INSTRUCTION: Reproduce the records below word for word, keeping every line of each one in its original order.
_ _ _ _ _ _ _
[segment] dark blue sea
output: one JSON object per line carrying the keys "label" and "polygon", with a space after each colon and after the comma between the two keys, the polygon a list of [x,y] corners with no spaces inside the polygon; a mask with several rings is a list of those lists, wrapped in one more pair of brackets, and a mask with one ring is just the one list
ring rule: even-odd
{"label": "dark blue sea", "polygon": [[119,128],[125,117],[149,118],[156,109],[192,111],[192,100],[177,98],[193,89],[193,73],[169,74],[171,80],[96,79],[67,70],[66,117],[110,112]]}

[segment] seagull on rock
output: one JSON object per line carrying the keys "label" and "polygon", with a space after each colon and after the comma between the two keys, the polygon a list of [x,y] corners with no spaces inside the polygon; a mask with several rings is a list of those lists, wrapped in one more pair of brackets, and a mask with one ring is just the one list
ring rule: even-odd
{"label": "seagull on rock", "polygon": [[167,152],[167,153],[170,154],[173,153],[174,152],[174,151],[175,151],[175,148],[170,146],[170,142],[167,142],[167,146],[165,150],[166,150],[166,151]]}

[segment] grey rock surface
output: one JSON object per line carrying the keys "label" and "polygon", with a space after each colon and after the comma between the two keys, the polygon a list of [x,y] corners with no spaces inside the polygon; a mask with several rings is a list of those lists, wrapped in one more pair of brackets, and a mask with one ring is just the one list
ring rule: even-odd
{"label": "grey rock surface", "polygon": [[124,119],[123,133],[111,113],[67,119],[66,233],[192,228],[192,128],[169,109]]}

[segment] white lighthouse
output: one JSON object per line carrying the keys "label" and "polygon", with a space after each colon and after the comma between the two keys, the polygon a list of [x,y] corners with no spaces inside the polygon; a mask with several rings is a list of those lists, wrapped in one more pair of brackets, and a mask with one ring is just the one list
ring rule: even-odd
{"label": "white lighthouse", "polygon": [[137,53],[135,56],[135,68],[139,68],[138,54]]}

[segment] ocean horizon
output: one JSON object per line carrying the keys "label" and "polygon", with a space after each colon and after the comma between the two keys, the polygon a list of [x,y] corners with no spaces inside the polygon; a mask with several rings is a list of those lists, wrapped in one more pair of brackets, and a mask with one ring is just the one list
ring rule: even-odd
_ _ _ _ _ _ _
FINAL RESULT:
[segment] dark blue sea
output: one JSON object per line carrying the keys "label" and "polygon", with a space after each colon and after the comma between the two keys, the polygon a list of [x,y] corners with no spaces inside the polygon; a mask with several rings is a list of those lists, wrapped in one more pair of brackets, and a mask with one ring is just the one list
ring rule: even-odd
{"label": "dark blue sea", "polygon": [[119,128],[125,117],[149,118],[156,109],[192,111],[192,100],[177,98],[193,89],[193,73],[169,74],[171,80],[96,79],[67,70],[66,117],[110,112]]}

[segment] seagull on rock
output: one JSON object per line carrying the keys "label" and "polygon", with a space after each colon and after the comma between the two keys, the polygon a list of [x,y] corners with no spaces inside the polygon; a mask with several rings is a list of those lists, wrapped in one more pair of brackets, and a mask with one ring is just the one list
ring rule: even-odd
{"label": "seagull on rock", "polygon": [[167,152],[167,153],[170,154],[173,153],[174,152],[174,151],[175,151],[175,148],[170,146],[170,142],[167,142],[167,146],[165,150],[166,150],[166,151]]}

[segment] grey rock surface
output: one JSON object per line carrying the keys "label" and "polygon", with a space after each colon and after the comma between the two keys, the polygon a list of [x,y] corners with no spaces inside the polygon; a mask with several rings is a list of those lists, wrapped in one more pair of brackets, and a mask with one ring is just the one list
ring rule: even-odd
{"label": "grey rock surface", "polygon": [[124,119],[123,133],[111,113],[67,119],[66,233],[192,228],[192,128],[169,109]]}

[segment] white lighthouse
output: one JSON object per line carrying the keys "label" and "polygon", with a space after each colon and after the comma between the two keys, the polygon a list of [x,y] corners with no spaces inside the polygon; a mask with several rings is a list of those lists, wrapped in one more pair of brackets, and a mask with one ring is just the one list
ring rule: even-odd
{"label": "white lighthouse", "polygon": [[137,53],[135,56],[135,68],[139,68],[138,54]]}

[segment] ocean horizon
output: one JSON object per line carrying the keys "label" and "polygon", with a space after each colon and after the comma between the two keys, the polygon a list of [x,y] corners with no spaces inside the polygon; a mask with several rings is a list of those lists, wrapped in one more pair of brackets, and a mask with one ring is just the one list
ring rule: even-odd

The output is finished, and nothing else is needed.